(Named-object pointing records)

↓

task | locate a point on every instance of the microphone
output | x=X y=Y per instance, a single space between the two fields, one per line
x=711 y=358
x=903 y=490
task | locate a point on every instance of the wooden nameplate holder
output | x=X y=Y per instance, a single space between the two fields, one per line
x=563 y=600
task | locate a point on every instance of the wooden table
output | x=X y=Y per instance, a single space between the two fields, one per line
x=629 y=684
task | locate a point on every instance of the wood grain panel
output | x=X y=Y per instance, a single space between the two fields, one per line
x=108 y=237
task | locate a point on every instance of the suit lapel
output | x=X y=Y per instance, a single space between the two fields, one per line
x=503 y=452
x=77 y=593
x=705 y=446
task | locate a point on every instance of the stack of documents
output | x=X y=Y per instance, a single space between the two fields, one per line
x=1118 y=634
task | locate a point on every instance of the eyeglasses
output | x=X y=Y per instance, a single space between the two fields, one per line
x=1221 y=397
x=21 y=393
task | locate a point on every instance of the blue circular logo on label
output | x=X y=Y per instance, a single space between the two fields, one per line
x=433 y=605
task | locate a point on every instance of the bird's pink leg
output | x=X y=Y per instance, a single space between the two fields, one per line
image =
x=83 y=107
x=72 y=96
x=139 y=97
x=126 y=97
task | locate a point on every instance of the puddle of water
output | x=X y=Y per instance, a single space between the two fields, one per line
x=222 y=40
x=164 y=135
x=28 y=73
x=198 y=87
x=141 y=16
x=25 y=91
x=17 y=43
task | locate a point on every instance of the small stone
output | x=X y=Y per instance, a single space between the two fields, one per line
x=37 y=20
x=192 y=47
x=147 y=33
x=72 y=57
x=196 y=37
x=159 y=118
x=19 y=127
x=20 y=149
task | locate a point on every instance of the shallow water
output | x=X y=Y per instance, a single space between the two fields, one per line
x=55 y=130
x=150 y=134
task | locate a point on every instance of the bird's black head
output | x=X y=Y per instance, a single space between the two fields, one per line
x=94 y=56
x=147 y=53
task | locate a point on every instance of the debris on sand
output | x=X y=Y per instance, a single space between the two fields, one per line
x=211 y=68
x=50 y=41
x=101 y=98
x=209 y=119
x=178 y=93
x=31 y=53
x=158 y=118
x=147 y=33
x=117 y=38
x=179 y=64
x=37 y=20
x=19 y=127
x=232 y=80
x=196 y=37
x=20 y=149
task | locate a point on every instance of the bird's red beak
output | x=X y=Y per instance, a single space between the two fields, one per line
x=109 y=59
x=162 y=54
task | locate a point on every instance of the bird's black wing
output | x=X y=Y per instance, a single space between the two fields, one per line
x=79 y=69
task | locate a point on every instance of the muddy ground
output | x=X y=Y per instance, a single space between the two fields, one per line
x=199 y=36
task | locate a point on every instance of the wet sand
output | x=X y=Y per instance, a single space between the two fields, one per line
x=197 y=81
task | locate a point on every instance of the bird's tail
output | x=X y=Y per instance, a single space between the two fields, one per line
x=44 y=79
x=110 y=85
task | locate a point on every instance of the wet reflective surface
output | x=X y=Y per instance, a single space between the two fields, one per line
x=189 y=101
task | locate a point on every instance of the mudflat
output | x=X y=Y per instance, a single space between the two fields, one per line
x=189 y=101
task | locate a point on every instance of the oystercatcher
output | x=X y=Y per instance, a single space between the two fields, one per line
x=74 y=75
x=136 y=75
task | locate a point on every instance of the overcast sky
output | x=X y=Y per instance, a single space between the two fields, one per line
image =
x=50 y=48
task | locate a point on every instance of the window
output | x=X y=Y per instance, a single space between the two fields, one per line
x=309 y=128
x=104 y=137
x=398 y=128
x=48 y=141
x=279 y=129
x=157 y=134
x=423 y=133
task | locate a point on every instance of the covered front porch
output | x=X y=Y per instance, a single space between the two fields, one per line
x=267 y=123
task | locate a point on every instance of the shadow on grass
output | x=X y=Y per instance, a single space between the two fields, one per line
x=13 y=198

↑

--- Set exercise ---
Return every one of the records above verbatim, reproducing each line unchanged and in its original order.

--- Full solution ---
task | locate a point on every instance of the microphone
output | x=X y=Y per instance, a single space between the two fields, one per line
x=711 y=358
x=903 y=490
task | locate a point on every instance of the wooden nameplate holder
output | x=X y=Y per instance, a single space between the two fields, one per line
x=563 y=600
task | locate a point on every instance of the wooden table
output | x=X y=Y per instance, a single space between the two fields, one per line
x=629 y=684
task | locate a point on every instance of the wood grain panel
output | x=X y=Y per instance, a single space between the two fields, one per line
x=108 y=237
task | locate a point on every instance of the suit lapel
output | x=X y=Y per instance, a single space between the two fields, one per line
x=503 y=452
x=77 y=593
x=705 y=446
task | locate a point on every instance of the stack of documents
output | x=X y=Y per instance, a single space between the two fields, one per line
x=1118 y=634
task | locate a point on every instance of the eyeglasses
output | x=X y=Y per instance, a single space between the two fields, one per line
x=1221 y=397
x=21 y=393
task | locate a point on every instance of the blue circular logo on label
output | x=X y=Y per instance, a single space between the two fields, one per line
x=433 y=605
task | locate a point on every instance of the bird's pink leg
output | x=X y=Y per instance, a single space between the two fields, one per line
image =
x=83 y=107
x=72 y=96
x=139 y=97
x=126 y=97
task | locate a point on every instance of the puddle of water
output | x=X y=Y per instance, a single space between the two fields, one per line
x=222 y=40
x=164 y=135
x=28 y=73
x=198 y=87
x=141 y=16
x=25 y=91
x=17 y=43
task | locate a point on every instance of the small stone
output | x=X y=Y per instance, a single space between the two fields, one per line
x=37 y=20
x=192 y=47
x=147 y=33
x=72 y=57
x=196 y=37
x=159 y=118
x=19 y=127
x=20 y=149
task | locate a point on every instance of the shallow water
output | x=X y=Y per instance, a single space between the two fields, one per line
x=55 y=130
x=150 y=134
task | locate a point on every instance of the bird's black head
output | x=X y=Y per instance, a single space between the two fields, one per line
x=94 y=56
x=147 y=53
task | locate a point on every instance of the debris on sand
output | x=X y=Y per instance, a single space between the two fields, one per line
x=211 y=68
x=50 y=41
x=101 y=98
x=209 y=119
x=178 y=93
x=31 y=53
x=158 y=118
x=147 y=33
x=117 y=38
x=179 y=64
x=37 y=20
x=19 y=127
x=232 y=80
x=196 y=37
x=20 y=149
task | locate a point on every instance of the bird's red beak
output | x=X y=Y per instance, a single space between the two fields, one per line
x=109 y=59
x=162 y=54
task | locate a point on every instance of the bird's black wing
output | x=X y=Y per instance, a single space between the two fields, one per line
x=79 y=69
task | locate a point on every instance of the muddy ground
output | x=X y=Y per instance, a single space between the two fields, one per line
x=199 y=36
task | locate a point on every instance of the wet sand
output | x=X y=Y per instance, a single space between the two fields, one per line
x=197 y=81
task | locate a point on every instance of the bird's tail
output | x=X y=Y per instance, a single space between the two fields, one per line
x=44 y=79
x=110 y=85
task | locate a point on every instance of the wet reflective surface
output | x=X y=Y per instance, a single space between the two fields, one per line
x=189 y=101
task | locate a point on every instance of the mudflat
output | x=X y=Y per instance, a single space between the two fields, one per line
x=189 y=101
task | locate a point on every instance of the oystercatcher
output | x=X y=Y per instance, a single space between the two fields, one per line
x=74 y=75
x=136 y=75
task | locate a point on every instance of the overcast sky
output | x=X y=Y per instance, a single space between the two fields, one per line
image =
x=50 y=48
task | locate a point on every instance of the window
output | x=X y=Y per instance, a single space between the two fields, one per line
x=309 y=128
x=104 y=137
x=398 y=128
x=48 y=141
x=279 y=129
x=157 y=134
x=423 y=133
task | locate a point on every instance of the covered front porch
output | x=X y=Y per instance, a single space between the two fields, one per line
x=267 y=123
task | locate a point on every instance of the shadow on grass
output | x=X y=Y per instance, a single space between the two fields, one per line
x=13 y=198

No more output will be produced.